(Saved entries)
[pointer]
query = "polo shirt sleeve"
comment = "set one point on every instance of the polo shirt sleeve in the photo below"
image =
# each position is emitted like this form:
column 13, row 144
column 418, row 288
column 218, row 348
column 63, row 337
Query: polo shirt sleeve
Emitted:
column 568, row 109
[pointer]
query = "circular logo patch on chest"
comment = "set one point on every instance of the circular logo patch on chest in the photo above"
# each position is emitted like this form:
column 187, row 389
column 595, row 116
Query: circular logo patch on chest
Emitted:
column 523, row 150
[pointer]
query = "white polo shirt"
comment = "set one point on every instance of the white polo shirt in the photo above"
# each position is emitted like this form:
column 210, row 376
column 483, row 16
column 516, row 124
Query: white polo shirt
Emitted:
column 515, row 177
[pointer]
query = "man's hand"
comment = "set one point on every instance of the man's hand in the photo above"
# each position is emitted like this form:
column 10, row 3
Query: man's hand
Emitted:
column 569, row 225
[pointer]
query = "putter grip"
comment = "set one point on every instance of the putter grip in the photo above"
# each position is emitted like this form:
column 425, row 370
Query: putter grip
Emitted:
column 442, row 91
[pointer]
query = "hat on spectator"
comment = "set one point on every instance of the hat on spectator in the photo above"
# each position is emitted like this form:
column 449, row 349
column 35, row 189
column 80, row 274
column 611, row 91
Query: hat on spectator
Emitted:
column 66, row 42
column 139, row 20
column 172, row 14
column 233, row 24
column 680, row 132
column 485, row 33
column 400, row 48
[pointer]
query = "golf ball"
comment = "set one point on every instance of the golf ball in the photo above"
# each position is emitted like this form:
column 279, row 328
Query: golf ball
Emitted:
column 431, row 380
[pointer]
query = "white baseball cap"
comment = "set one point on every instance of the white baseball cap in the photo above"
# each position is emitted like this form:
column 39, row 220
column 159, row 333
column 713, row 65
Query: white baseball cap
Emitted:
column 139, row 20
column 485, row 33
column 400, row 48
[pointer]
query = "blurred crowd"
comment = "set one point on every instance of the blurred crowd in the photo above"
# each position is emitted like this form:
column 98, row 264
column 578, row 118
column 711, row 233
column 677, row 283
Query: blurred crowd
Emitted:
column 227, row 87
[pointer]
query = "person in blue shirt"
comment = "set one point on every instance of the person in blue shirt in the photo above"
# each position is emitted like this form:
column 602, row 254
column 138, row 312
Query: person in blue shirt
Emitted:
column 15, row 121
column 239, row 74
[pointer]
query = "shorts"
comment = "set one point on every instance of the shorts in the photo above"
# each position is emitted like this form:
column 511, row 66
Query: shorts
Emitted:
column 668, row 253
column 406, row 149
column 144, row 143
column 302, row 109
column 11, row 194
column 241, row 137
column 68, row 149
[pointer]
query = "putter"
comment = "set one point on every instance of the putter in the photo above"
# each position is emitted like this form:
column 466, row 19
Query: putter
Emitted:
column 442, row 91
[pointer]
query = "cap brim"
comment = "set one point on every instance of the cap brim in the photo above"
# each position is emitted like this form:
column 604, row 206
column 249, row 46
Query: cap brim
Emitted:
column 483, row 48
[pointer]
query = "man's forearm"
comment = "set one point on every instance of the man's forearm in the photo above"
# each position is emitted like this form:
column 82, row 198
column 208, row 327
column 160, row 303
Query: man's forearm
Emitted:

> Problem
Please copy each line of the records above in which the word "polo" can be found.

> Exercise output
query = "polo shirt sleeve"
comment = "set one point on every instance of the polo shirt sleeve in the photo below"
Query: polo shirt sleeve
query = "white polo shirt"
comment = "set one point on every instance of the white polo shirt in the photo above"
Query: white polo shirt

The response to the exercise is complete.